- [Directive A]:
Answer these questions using the passage on Kast's election campaign:
(i) In which years was the propaganda against Salvador Allende mounted?
(ii) In what month and year did the social rebellion take place?
(iii) Which countries border the part of northern Chile where Kast planned to build a ditch?
- [Directive B]: Summarize the passage on Kast's election campaign in two sentences.
- [Directive C]: Write the next paragraph of the passage on Kast's election campaign, picking up after its final sentence.

- [Passage to read]:
----
Kast’s campaign, with the complicity of the right and the mainstream media, waged one of the dirtiest electoral campaigns in the country’s history, reminiscent of the US-funded and US-led ‘terror propaganda’ mounted against socialist candidate Salvador Allende in 1958, 1964 and 1970. Through innuendo and the use of social media, the Kast camp spewed out crass anti-communist propaganda, charged Boric with assisting terrorism, suggested that Boric would install a totalitarian regime in Chile, and such like. The campaign sought to instil fear primarily in the petty bourgeoisie by repeatedly predicting that drug addiction – even implying that Boric takes drugs, crime, and narco-trafficking, would spin out control if Boric became president. Besides, the mainstream media assailed Boric with insidious questions about Venezuela, Nicaragua and Cuba, for which Boric did not produce the most impressive answers.
To no avail, the mass of the population saw it through and knew that their vote was the only way to stop pinochetismo taking hold of the presidency, and they had had enough of president Piñera. Their perception was correct, they knew that in the circumstances the best way to ensure the aims of the social rebellion of October 2019 was by defeating Kast and his brand of unalloyed pinochetismo.
As the electoral campaign unfolded, though Kast backtracked on some of his most virulent pinochetista statements, people knew that if he won he would not hesitate to fully implement them. Among many other gems, Kast declared his intention as president to abolish the ministry for women, same sex marriage, the (very restrictive) law on abortion, eliminate funding for the Museum in the Memory of the victims of the dictatorship and the Gabriela Mistral Centre for the promotion of arts, literature and theatre, withdraw Chile from the International Commission of Human Rights, close down the National Institute of Human Rights, cease the activities of FLACSO (prestigious Latin American centre of sociological investigation), build a ditch in the North of Chile (border with Bolivia and Peru) to stop illegal immigration, and empower the president with the legal authority to detain people in places other than police stations or jails (that is, restore the illegal procedures of Pinochet’s sinister police).
----
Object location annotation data
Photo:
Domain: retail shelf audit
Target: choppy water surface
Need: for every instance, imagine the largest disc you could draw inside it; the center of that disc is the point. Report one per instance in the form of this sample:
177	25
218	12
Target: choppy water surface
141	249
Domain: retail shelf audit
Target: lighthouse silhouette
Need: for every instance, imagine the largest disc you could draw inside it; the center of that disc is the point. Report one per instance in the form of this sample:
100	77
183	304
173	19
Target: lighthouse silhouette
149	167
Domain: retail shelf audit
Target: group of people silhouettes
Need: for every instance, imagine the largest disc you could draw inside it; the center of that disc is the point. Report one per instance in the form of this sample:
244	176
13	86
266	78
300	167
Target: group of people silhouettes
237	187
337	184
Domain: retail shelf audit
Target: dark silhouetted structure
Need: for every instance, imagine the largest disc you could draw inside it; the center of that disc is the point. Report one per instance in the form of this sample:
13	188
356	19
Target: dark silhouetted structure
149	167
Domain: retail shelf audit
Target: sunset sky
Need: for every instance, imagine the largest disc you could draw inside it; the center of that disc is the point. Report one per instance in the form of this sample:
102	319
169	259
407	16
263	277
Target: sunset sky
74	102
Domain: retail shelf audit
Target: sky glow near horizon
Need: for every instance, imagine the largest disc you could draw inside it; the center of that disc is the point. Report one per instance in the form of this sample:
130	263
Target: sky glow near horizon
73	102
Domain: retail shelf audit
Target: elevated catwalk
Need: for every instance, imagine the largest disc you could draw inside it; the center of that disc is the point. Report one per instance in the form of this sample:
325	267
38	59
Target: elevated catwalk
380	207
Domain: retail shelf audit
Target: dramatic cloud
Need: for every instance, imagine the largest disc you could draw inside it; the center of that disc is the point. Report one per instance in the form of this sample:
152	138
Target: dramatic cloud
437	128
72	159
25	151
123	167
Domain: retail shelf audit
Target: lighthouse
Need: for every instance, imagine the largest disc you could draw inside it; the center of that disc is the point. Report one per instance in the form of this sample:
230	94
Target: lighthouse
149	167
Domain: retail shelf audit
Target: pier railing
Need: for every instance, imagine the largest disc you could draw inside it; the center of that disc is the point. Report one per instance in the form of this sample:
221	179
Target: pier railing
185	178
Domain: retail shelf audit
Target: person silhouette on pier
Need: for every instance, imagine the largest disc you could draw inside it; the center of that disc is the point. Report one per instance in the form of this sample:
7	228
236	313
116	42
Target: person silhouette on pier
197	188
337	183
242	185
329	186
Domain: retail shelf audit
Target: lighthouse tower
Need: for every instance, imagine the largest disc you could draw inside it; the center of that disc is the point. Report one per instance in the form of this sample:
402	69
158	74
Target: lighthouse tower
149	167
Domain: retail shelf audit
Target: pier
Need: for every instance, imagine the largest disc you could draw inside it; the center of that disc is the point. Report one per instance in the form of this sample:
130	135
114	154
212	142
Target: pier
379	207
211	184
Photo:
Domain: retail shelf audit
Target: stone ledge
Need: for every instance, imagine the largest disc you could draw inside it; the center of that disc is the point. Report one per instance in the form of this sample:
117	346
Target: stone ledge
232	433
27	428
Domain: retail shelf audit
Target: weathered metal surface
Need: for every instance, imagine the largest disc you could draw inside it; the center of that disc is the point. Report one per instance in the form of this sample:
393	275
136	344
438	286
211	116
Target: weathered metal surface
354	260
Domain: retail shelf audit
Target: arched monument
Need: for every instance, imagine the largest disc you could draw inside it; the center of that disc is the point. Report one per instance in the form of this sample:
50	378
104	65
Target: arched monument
----
- [Answer A]:
(i) 1958, 1964 and 1970
(ii) October 2019
(iii) Bolivia and Peru

- [Answer B]: Kast's campaign, aided by the right and the mainstream media, waged one of the dirtiest campaigns in Chile's history, using anti-communist propaganda and fear of drugs and crime to attack Boric. The mass of the population saw that defeating Kast was the way to stop pinochetismo and secure the aims of the October 2019 social rebellion, knowing he would carry out pledges such as abolishing the ministry for women and same-sex marriage and closing the National Institute of Human Rights.

- [Answer C]:
Kast’s intentions left no doubt as to what the correct option was in the election. I was, however, flabbergasted with various leftist analyses advocating not to vote, in one case because ‘there is no essential difference between Kast and Boric’, and, even worse, another suggested that ‘the dilemma between fascism and democracy was false’ because Chile’s democracy is defective. My despair with such ‘principled posturing’, probably dictated by the best of political intentions, turned into shock when on election day itself a Telesur correspondent in Santiago interviewed a Chilean activist who only attacked Boric with the main message of the feature being “whoever wins, Chile loses”.
The centre-left Concertación coalition that in the 1990-2021 period governed the nation for 24 years, bears a heavy responsibility for maintaining and even perfecting the neoliberal system, expressed openly its preference for Boric, and assiduously courted support for im in the second round. Hence, those who believe there is no difference between Kast and Boric, do so not only from an ultra-left stance but also by finding Boric guilty by association, even though he has not yet had the chance to even perpetrate the crime.
This brings us to a central political issue: what has the October 2019 Rebellion and all its impressively positive consequences posed for the Chilean working class? What is posed in Chile is the struggle not (yet) for power but for the masses that for decades were conned into accepting (however grudgingly) neoliberalism as a fact of life, until the 2019 rebellion that was the first mass mobilization not only to oppose but also to get rid of neoliberalism. The Rebellion extracted extraordinary concessions from the ruling class: a referendum for a Constitutional Convention entrusted legally with the task to draft an anti-neoliberal constitution to replace the 1980 one promulgated under Pinochet’s rule.
The referendum approved the proposal of a new constitution and the election of a convention by 78 and 79 per cent, respectively in October 2020. The election of the Convention gave Chile’s right only 37 seats out of 155, that is, barely 23 per cent, whereas those in favour of radical change got an aggregated total of 118 seats, or 77 per cent. More noticeably, Socialists and Christian Democrats, the old Concertación parties, got jointly a total 17 seats. The biggest problem remains the fragmentation of the emerging forces aiming for change since together they hold almost all the remaining seats, but structured in easily 50 different groups. Nevertheless, in tune with the political context the Convention elected Elisa Loncón Antileo, a Mapuche indigenous leader as its president, and there were 17 seats reserved exclusively for the indigenous nations and elected only by them; a development of gigantic significance.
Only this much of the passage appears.